◆ **Exercise**: Please rewrite the records from the start through the line containing "133], [98, 136]]]", both ends included and requests kept, leaving out the pictures. Scale every vertex coordinate in the answers by 2.25, rounding to whole numbers with halves going up.

:: Working data

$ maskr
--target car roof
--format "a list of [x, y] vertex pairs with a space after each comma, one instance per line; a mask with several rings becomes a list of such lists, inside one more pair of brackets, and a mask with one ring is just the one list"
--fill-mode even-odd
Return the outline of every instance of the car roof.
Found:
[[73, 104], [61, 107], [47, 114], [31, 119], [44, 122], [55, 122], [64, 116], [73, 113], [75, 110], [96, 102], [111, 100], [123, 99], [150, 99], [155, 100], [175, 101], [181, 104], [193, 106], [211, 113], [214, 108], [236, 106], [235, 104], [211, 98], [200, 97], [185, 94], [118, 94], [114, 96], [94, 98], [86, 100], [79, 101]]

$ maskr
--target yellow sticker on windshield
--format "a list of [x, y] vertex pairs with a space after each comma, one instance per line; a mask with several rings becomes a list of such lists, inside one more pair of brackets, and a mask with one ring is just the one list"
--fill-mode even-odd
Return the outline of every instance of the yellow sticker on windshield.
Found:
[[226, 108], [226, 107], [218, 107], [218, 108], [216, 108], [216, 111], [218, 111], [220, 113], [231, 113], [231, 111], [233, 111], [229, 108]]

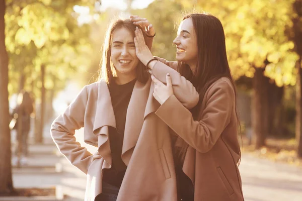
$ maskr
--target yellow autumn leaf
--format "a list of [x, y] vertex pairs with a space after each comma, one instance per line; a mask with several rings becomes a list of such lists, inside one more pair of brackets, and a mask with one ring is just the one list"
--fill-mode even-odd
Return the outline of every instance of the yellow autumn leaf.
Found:
[[27, 45], [30, 43], [31, 38], [25, 30], [23, 28], [21, 28], [18, 29], [16, 33], [15, 40], [19, 44]]

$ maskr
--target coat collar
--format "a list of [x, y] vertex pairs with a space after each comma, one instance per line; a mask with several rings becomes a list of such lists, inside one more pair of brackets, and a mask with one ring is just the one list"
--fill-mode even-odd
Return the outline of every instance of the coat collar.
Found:
[[[122, 160], [127, 166], [138, 139], [144, 120], [160, 106], [153, 97], [154, 88], [150, 78], [145, 84], [136, 81], [134, 85], [127, 110], [122, 150]], [[99, 154], [111, 164], [108, 127], [116, 128], [115, 118], [107, 84], [100, 82], [98, 88], [93, 133], [98, 136]]]

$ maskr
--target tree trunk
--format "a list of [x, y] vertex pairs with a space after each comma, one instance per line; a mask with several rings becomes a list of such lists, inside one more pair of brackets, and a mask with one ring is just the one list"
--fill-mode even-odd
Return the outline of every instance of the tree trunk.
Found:
[[44, 116], [45, 109], [45, 87], [44, 86], [44, 78], [45, 75], [45, 66], [41, 65], [41, 81], [42, 87], [41, 88], [41, 104], [40, 106], [40, 120], [39, 132], [37, 134], [36, 142], [43, 143], [43, 133], [44, 131]]
[[298, 143], [297, 155], [302, 158], [302, 0], [295, 0], [292, 6], [294, 12], [296, 14], [296, 17], [292, 19], [292, 29], [294, 36], [292, 40], [295, 45], [295, 50], [299, 57], [296, 63], [297, 72], [296, 83], [295, 135]]
[[9, 58], [5, 46], [5, 0], [0, 0], [0, 194], [14, 191], [12, 177], [11, 132], [9, 127]]
[[278, 87], [274, 82], [269, 83], [268, 87], [268, 134], [274, 136], [281, 135], [284, 130], [284, 119], [282, 117], [284, 87]]
[[302, 68], [301, 62], [302, 55], [297, 61], [298, 72], [296, 83], [296, 139], [298, 143], [297, 153], [298, 156], [302, 158]]
[[263, 75], [264, 69], [255, 68], [253, 78], [254, 95], [252, 104], [252, 124], [256, 136], [256, 148], [265, 145], [268, 125], [268, 78]]
[[24, 84], [25, 83], [25, 74], [24, 72], [22, 71], [20, 74], [20, 79], [19, 80], [19, 92], [24, 88]]

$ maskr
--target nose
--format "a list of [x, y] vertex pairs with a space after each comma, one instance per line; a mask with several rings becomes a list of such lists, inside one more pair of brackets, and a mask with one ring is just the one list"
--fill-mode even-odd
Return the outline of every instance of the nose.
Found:
[[128, 53], [129, 53], [129, 52], [128, 51], [128, 48], [127, 48], [127, 47], [124, 47], [122, 49], [122, 53], [121, 53], [121, 55], [122, 56], [127, 56]]
[[173, 43], [176, 45], [179, 45], [180, 44], [180, 41], [178, 39], [178, 37], [176, 37], [174, 40], [173, 40]]

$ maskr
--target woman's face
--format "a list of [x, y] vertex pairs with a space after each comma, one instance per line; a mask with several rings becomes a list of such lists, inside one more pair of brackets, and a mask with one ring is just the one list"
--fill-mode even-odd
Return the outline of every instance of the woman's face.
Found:
[[116, 29], [112, 33], [111, 45], [111, 61], [117, 76], [121, 74], [135, 76], [139, 60], [131, 32], [125, 28]]
[[184, 20], [177, 31], [177, 36], [173, 41], [176, 45], [176, 59], [189, 65], [195, 64], [197, 59], [197, 39], [191, 18]]

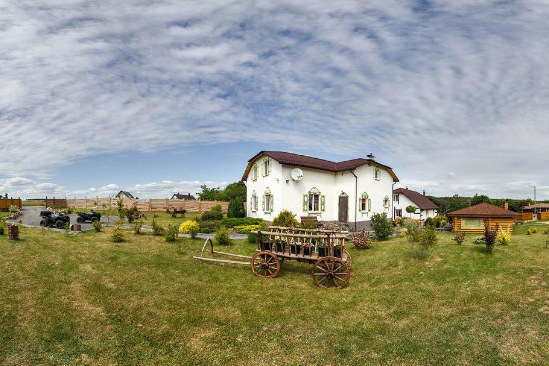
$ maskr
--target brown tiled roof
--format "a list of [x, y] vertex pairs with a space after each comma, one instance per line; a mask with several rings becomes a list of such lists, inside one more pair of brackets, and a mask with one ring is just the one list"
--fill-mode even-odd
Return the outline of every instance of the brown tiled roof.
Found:
[[519, 213], [490, 204], [479, 204], [448, 213], [450, 217], [514, 217]]
[[397, 188], [393, 191], [393, 193], [404, 194], [422, 210], [436, 210], [439, 208], [439, 206], [433, 203], [430, 199], [414, 190], [406, 188]]
[[339, 162], [335, 162], [317, 157], [312, 157], [312, 156], [299, 155], [299, 154], [292, 154], [292, 153], [285, 153], [284, 151], [260, 151], [255, 156], [248, 160], [248, 167], [246, 168], [244, 175], [242, 176], [243, 181], [246, 180], [246, 178], [250, 172], [250, 170], [251, 169], [251, 163], [262, 155], [270, 156], [281, 164], [319, 169], [320, 170], [326, 170], [333, 172], [352, 170], [356, 169], [361, 165], [369, 163], [377, 166], [385, 168], [393, 177], [393, 179], [394, 182], [399, 181], [399, 178], [394, 172], [393, 172], [393, 169], [390, 167], [381, 164], [372, 159], [355, 159], [351, 160], [340, 161]]

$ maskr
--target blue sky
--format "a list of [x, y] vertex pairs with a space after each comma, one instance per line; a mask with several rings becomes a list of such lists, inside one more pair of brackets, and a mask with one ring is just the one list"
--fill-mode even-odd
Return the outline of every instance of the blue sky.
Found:
[[372, 152], [436, 195], [549, 198], [548, 18], [534, 1], [4, 2], [0, 191], [192, 193], [270, 149]]

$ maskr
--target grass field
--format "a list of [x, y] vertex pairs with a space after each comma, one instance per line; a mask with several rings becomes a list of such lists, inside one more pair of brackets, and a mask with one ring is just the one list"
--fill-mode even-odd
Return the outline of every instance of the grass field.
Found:
[[304, 263], [201, 264], [200, 240], [21, 228], [0, 238], [0, 363], [546, 364], [549, 250], [526, 229], [492, 254], [442, 233], [425, 262], [400, 238], [350, 248], [330, 291]]

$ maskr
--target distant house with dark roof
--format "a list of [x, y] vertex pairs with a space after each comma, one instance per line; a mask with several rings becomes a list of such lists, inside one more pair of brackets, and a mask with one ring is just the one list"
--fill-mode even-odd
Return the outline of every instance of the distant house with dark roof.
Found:
[[[413, 206], [416, 212], [408, 213], [406, 207]], [[425, 195], [414, 190], [405, 188], [397, 188], [393, 191], [393, 217], [411, 217], [423, 221], [428, 217], [436, 217], [439, 206], [433, 203]]]
[[272, 221], [283, 209], [319, 221], [358, 223], [373, 213], [391, 217], [393, 184], [389, 166], [370, 159], [335, 162], [284, 151], [260, 151], [242, 176], [247, 215]]
[[172, 200], [186, 200], [187, 201], [194, 201], [196, 200], [194, 196], [189, 193], [188, 194], [180, 194], [178, 193], [176, 193], [172, 198], [170, 199]]
[[502, 230], [513, 231], [513, 223], [520, 217], [520, 214], [507, 210], [506, 202], [503, 208], [490, 204], [475, 205], [466, 209], [449, 212], [446, 216], [452, 219], [454, 232], [482, 233], [484, 231], [484, 219], [488, 219], [490, 226], [499, 226]]
[[115, 196], [115, 197], [118, 197], [119, 198], [120, 197], [125, 197], [126, 198], [135, 198], [135, 197], [134, 197], [131, 193], [125, 190], [121, 190], [116, 196]]

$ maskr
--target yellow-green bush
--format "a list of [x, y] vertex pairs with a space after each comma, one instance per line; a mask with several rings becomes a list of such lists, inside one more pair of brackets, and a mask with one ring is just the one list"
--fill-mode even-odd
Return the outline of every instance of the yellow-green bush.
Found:
[[511, 233], [500, 229], [497, 233], [497, 241], [502, 245], [507, 245], [511, 242]]
[[190, 234], [191, 237], [194, 239], [197, 234], [200, 230], [200, 226], [194, 220], [188, 220], [179, 226], [179, 232], [182, 234]]

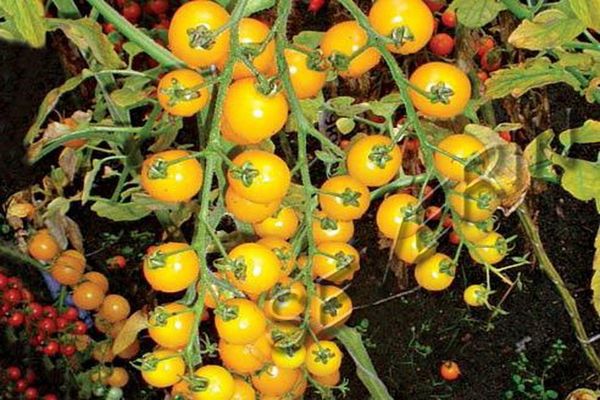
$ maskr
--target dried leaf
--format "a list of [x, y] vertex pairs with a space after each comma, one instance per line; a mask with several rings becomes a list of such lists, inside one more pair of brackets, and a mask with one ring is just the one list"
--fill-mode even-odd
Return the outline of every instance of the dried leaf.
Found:
[[143, 310], [138, 310], [131, 314], [123, 328], [115, 338], [112, 351], [119, 354], [129, 347], [137, 339], [138, 333], [148, 327], [148, 315]]

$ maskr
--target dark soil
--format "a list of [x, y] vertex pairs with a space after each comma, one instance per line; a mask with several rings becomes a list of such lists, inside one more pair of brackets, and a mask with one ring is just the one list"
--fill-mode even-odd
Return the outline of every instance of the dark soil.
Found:
[[[45, 93], [64, 80], [64, 74], [58, 59], [48, 49], [35, 51], [0, 43], [0, 60], [3, 63], [0, 75], [0, 201], [3, 202], [10, 193], [39, 182], [48, 171], [48, 165], [31, 168], [23, 164], [21, 142], [37, 105]], [[597, 107], [584, 105], [575, 93], [562, 87], [554, 89], [550, 91], [550, 104], [556, 107], [551, 115], [557, 131], [567, 126], [579, 126], [587, 118], [600, 117]], [[566, 114], [568, 108], [571, 108], [569, 116]], [[598, 316], [590, 305], [589, 290], [593, 240], [598, 229], [594, 205], [577, 201], [556, 186], [547, 187], [530, 200], [540, 222], [546, 250], [576, 297], [588, 333], [600, 332]], [[376, 245], [378, 238], [371, 222], [375, 207], [371, 210], [371, 215], [357, 227], [361, 234], [354, 243], [364, 252], [362, 269], [349, 289], [357, 306], [368, 306], [400, 290], [393, 274], [389, 274], [382, 284], [388, 250]], [[77, 210], [73, 217], [83, 228], [88, 251], [102, 245], [100, 234], [103, 232], [127, 232], [135, 228], [105, 221], [98, 224], [93, 213], [85, 210]], [[500, 230], [506, 236], [521, 234], [516, 216], [504, 219]], [[118, 246], [132, 244], [132, 239], [124, 240]], [[518, 239], [514, 253], [526, 251], [529, 251], [527, 244]], [[109, 248], [99, 253], [98, 265], [113, 252]], [[128, 268], [131, 268], [130, 272], [116, 273], [117, 287], [118, 282], [131, 282], [131, 275], [138, 273], [136, 266]], [[488, 310], [467, 310], [462, 302], [462, 289], [466, 283], [480, 282], [484, 278], [482, 271], [466, 258], [461, 260], [451, 290], [441, 294], [419, 291], [357, 310], [349, 324], [357, 325], [368, 319], [366, 337], [375, 345], [369, 348], [369, 353], [392, 397], [500, 399], [511, 388], [511, 363], [516, 360], [517, 349], [524, 349], [531, 359], [532, 369], [540, 371], [543, 359], [557, 339], [567, 345], [567, 350], [564, 360], [550, 372], [548, 388], [557, 390], [563, 398], [577, 387], [597, 387], [597, 376], [586, 362], [553, 284], [535, 263], [520, 271], [522, 288], [515, 290], [502, 305], [508, 314], [497, 316], [491, 324], [488, 324]], [[412, 278], [409, 282], [409, 287], [415, 284]], [[500, 283], [496, 285], [498, 293], [493, 300], [498, 300], [505, 290]], [[132, 293], [136, 290], [135, 287], [126, 288], [130, 299], [134, 298]], [[138, 300], [147, 301], [143, 296]], [[460, 363], [461, 380], [450, 384], [440, 380], [438, 367], [446, 359]], [[0, 365], [3, 364], [0, 360]], [[351, 363], [346, 365], [344, 376], [351, 387], [348, 397], [367, 398], [368, 393], [355, 377]]]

::::

◆ **Response to this task**:
$ maskr
--target car roof
--format "a list of [x, y] vertex pairs with a space after each comma, one instance per line; a mask with several rings becomes a list of such lists, inside one more pair of brackets, and a mask with one ring is just the one list"
--fill-mode even-odd
Return the outline of every instance of the car roof.
Found:
[[164, 234], [137, 241], [106, 257], [70, 268], [99, 275], [124, 275], [144, 261], [164, 254], [169, 248], [216, 230], [250, 225], [277, 223], [338, 223], [349, 225], [394, 227], [407, 234], [434, 239], [475, 254], [482, 243], [531, 239], [529, 234], [475, 221], [450, 218], [416, 212], [266, 212], [257, 216], [212, 221], [194, 225], [178, 227]]

$ maskr
--target yellow sticker on windshield
--format "a list of [x, y] vertex pairs with a space after each comma, one instance per line; a mask with several rings becomes a list of such lists, inside one more pair of brackets, and a mask with one ring is just the one list"
--fill-mode even-odd
Return the outline of every instance of the yellow sticker on windshield.
Found:
[[509, 243], [509, 241], [491, 241], [491, 243], [486, 243], [486, 250], [491, 250], [495, 254], [520, 254], [520, 250], [524, 250], [515, 243]]

$ maskr
--target yellow autumn leaf
--format "a list of [x, y] vertex pairs with a space after each comma, one instance per line; a mask with several rings becomes a list of such lists, inside one more pair of brackets, and a mask with one ring is just the one list"
--fill-mode even-odd
Return the outline of every instance of the yellow autumn leaf.
Found:
[[61, 101], [68, 97], [70, 86], [56, 68], [52, 63], [47, 63], [41, 65], [36, 74], [34, 90], [43, 99]]

$ maskr
--target coat collar
--format "a list of [x, y] vertex pairs with a space after each comma, one instance per line; a mask with several rings becomes a list of such lists, inside one more pair of brackets, and a mask with one ring is just the one list"
--fill-mode even-odd
Return the outline of every instance of the coat collar.
Found:
[[[275, 360], [286, 374], [311, 313], [324, 270], [360, 239], [344, 218], [347, 198], [338, 176], [326, 189], [306, 182], [302, 191], [286, 248], [275, 338]], [[223, 347], [250, 369], [243, 286], [261, 288], [259, 266], [241, 189], [225, 185], [221, 198], [209, 299], [221, 306]]]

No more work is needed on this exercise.